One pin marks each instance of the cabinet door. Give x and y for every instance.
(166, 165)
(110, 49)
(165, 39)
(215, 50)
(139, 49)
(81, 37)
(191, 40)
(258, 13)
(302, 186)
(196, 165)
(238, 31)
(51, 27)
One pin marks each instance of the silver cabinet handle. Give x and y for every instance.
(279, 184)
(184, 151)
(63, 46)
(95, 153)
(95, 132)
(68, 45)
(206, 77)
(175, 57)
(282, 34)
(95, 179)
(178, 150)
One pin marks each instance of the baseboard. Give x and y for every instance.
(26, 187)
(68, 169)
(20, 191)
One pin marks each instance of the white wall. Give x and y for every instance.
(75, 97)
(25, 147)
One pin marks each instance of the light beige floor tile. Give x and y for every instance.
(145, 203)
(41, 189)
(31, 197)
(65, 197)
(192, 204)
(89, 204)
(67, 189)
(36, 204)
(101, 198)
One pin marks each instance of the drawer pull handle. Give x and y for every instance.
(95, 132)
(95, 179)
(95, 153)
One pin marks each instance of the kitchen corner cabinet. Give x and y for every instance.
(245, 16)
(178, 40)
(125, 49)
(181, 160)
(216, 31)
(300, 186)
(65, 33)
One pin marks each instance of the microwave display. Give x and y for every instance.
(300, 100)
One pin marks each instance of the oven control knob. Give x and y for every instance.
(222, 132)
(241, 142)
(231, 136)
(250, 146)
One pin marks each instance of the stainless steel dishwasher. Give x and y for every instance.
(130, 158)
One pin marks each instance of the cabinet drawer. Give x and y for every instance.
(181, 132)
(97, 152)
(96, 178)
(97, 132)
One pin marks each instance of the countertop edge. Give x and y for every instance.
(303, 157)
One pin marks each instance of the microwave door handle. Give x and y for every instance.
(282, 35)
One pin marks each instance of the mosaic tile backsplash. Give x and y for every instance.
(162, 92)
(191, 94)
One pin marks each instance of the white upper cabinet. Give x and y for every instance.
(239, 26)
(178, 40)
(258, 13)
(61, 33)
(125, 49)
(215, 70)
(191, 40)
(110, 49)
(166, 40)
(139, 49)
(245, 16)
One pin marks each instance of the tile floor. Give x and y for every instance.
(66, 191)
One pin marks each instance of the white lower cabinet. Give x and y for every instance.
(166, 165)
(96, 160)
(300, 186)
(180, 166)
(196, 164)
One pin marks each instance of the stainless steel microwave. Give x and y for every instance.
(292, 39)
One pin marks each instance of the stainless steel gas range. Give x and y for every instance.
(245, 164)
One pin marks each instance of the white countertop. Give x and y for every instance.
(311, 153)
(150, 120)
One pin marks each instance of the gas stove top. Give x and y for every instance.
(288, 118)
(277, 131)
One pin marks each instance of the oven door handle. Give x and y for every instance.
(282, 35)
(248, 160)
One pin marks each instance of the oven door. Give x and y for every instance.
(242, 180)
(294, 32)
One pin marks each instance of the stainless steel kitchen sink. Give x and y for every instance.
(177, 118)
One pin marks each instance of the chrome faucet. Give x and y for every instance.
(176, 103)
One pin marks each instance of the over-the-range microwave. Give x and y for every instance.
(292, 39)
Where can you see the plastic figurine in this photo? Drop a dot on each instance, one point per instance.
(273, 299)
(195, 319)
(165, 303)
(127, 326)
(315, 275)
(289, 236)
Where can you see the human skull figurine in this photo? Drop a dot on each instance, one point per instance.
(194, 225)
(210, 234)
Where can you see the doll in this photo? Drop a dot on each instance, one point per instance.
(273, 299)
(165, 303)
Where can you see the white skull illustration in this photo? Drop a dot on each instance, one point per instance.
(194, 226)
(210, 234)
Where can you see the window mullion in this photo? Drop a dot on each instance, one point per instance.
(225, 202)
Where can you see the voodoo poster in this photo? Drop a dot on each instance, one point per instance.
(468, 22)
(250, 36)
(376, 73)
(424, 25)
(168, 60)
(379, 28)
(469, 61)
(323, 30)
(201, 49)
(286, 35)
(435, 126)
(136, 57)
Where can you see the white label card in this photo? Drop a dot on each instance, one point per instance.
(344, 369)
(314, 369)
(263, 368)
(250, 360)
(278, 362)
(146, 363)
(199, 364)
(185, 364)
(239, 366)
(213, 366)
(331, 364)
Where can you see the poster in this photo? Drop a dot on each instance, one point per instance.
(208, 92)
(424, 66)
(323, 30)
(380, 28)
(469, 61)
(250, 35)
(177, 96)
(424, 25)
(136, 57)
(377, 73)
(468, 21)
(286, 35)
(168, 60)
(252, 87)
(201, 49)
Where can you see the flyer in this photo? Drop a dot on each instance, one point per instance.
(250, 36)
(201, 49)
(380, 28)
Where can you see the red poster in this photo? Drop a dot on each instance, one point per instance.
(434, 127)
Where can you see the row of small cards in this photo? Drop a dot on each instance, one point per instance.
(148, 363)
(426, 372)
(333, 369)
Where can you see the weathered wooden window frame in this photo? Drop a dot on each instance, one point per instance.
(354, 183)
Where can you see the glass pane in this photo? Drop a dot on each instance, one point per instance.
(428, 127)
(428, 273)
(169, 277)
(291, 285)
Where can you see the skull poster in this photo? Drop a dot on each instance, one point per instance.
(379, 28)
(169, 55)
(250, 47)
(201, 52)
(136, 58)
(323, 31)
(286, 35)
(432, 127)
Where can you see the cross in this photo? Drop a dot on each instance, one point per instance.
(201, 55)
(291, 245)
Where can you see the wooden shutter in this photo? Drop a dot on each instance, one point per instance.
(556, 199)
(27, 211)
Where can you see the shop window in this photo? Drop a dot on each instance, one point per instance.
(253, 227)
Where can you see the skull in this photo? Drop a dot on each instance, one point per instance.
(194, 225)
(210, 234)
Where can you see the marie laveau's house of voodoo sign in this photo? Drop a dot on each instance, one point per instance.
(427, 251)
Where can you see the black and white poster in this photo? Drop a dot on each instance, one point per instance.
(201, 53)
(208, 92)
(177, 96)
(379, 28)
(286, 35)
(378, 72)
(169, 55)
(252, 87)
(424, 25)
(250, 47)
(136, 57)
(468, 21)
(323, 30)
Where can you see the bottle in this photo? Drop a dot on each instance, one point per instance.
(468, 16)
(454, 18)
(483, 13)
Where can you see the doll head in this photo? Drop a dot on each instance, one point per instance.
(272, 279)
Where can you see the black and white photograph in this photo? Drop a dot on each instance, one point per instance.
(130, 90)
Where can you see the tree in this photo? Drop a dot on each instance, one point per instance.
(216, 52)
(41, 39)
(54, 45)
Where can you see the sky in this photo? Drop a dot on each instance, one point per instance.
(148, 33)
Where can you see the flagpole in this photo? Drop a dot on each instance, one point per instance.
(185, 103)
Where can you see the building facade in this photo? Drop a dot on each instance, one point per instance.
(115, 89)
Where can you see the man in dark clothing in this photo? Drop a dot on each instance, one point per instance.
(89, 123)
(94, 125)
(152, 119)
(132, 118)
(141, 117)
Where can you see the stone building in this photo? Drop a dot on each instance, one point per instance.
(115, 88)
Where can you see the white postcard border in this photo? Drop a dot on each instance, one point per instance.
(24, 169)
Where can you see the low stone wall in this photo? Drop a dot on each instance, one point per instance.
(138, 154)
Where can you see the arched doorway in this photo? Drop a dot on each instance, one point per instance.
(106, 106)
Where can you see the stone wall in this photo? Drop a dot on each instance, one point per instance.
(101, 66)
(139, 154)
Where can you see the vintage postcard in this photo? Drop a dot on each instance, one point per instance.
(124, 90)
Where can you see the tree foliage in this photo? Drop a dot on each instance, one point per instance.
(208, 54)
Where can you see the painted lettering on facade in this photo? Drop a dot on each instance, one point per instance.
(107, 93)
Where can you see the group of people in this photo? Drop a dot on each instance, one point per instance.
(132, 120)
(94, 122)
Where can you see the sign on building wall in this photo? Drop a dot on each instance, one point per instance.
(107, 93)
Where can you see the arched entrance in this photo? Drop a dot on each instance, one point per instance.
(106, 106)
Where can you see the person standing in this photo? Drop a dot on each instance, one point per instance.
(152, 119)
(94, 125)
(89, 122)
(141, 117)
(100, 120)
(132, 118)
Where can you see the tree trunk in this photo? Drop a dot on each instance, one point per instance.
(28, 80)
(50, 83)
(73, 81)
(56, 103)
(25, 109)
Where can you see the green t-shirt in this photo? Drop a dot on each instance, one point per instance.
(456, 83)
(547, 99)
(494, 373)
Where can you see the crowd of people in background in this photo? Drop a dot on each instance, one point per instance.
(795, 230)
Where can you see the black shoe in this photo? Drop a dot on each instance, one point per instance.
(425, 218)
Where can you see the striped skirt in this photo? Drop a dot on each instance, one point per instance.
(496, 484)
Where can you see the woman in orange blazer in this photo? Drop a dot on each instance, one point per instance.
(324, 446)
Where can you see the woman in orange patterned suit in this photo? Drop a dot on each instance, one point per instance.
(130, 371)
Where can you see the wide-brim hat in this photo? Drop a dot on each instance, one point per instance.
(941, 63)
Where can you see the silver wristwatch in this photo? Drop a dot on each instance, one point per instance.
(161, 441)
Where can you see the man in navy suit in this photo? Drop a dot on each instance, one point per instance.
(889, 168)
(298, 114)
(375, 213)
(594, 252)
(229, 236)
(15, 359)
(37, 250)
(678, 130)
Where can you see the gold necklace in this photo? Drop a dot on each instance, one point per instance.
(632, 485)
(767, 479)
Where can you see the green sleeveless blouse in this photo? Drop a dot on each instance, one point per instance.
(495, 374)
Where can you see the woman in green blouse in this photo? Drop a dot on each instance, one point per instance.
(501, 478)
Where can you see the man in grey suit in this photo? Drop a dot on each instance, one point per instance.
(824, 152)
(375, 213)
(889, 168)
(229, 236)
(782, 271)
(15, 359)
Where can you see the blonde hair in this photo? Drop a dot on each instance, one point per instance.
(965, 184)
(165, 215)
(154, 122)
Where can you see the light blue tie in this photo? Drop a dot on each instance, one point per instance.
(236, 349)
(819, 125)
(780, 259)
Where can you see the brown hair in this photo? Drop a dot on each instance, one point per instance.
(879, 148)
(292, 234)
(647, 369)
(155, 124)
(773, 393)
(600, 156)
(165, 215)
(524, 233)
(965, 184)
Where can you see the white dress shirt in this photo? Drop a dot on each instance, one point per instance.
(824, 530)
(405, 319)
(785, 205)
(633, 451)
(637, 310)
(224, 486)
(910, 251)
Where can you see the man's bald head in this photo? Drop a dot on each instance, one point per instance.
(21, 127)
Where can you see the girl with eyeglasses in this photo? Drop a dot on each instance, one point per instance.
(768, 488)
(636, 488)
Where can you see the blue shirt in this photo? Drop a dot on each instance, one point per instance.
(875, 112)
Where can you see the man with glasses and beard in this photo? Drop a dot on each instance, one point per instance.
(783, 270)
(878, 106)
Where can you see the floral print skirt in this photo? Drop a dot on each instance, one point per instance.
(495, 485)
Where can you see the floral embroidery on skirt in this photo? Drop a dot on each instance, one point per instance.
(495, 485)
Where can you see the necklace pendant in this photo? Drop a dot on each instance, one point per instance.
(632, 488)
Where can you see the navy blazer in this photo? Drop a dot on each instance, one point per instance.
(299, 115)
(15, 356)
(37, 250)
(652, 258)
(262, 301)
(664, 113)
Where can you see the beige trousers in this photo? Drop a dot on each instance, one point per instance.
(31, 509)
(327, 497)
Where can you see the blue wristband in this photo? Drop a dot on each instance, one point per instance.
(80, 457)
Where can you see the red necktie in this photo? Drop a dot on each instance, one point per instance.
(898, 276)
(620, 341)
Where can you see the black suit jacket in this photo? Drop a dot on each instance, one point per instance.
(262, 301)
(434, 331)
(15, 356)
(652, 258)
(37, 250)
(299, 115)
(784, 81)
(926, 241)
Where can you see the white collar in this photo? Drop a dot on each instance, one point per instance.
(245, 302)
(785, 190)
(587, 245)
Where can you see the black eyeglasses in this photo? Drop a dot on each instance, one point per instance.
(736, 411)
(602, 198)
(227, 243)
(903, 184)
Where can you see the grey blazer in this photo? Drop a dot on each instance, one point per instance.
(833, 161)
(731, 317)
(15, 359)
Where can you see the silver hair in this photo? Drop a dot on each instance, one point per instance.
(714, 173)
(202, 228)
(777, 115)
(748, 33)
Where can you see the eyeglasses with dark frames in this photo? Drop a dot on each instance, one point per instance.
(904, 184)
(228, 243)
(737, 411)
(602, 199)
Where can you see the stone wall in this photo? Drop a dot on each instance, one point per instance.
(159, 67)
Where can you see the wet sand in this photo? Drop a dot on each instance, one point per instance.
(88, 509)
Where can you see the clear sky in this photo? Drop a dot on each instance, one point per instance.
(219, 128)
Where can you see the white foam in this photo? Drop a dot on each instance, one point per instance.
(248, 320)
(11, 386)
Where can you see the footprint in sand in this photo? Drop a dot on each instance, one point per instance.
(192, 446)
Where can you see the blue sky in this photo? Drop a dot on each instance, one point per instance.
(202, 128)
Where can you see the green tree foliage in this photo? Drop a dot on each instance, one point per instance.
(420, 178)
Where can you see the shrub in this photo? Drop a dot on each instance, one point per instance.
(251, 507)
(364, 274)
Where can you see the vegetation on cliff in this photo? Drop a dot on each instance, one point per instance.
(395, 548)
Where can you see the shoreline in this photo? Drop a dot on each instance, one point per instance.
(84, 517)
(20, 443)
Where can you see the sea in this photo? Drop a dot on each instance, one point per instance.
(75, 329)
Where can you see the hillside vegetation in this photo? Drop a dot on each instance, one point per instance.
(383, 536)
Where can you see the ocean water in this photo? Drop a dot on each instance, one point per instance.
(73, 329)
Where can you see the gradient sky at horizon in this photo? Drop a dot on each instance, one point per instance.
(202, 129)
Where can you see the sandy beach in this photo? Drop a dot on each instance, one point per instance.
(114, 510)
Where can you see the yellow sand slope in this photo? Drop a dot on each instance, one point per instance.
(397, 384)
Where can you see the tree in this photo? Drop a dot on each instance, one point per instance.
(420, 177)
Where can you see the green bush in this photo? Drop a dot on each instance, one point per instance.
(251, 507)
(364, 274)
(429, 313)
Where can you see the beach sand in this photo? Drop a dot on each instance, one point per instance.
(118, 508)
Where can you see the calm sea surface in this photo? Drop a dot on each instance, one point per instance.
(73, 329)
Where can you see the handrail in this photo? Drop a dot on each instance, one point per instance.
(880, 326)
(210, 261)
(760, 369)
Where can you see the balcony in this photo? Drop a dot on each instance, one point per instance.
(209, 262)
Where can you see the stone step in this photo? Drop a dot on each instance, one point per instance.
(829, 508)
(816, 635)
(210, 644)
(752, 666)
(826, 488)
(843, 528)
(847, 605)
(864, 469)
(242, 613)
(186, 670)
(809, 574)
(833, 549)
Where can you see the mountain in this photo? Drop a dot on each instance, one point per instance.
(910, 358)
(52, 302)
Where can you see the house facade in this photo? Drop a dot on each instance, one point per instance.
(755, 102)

--------------------------------------------------

What the exercise asks: Quote verbatim the line containing "Where can you see the sandy" and every line after it through the end of the records above.

Exercise result:
Where can you see the sandy beach in this photo? Drop a dot on each instance, one point per instance.
(114, 510)
Where can you see the yellow sand slope in this photo? Drop a dot on each instance, one point per instance.
(397, 384)
Where can you see the tree in this photo? Drop a dot on each instance, one point per instance.
(420, 177)
Where can you see the green bush in this photo? Drop a dot on each instance, one point per instance.
(251, 507)
(364, 274)
(429, 313)
Where can you see the beach sand in this photo? Drop a dot on each instance, one point per instance.
(118, 508)
Where can you see the calm sea surface in this photo? Drop a dot on each instance, one point per instance.
(73, 329)
Where can you see the handrail in this photo? Drop a dot on each instance, one point per instance.
(880, 326)
(210, 261)
(760, 369)
Where can you see the balcony in this photo? Drop a dot on each instance, one point per instance.
(209, 262)
Where can you see the stone step in this photo? Drop a dot on each instance, one point per instance.
(829, 508)
(816, 635)
(210, 644)
(752, 666)
(826, 488)
(843, 528)
(847, 605)
(864, 469)
(242, 613)
(186, 670)
(809, 574)
(833, 549)
Where can you see the mountain in this photo? Drop a dot on each instance, one point per instance.
(910, 358)
(52, 302)
Where can you see the house facade in this photo? Drop a dot on each instance, one point per instance.
(755, 102)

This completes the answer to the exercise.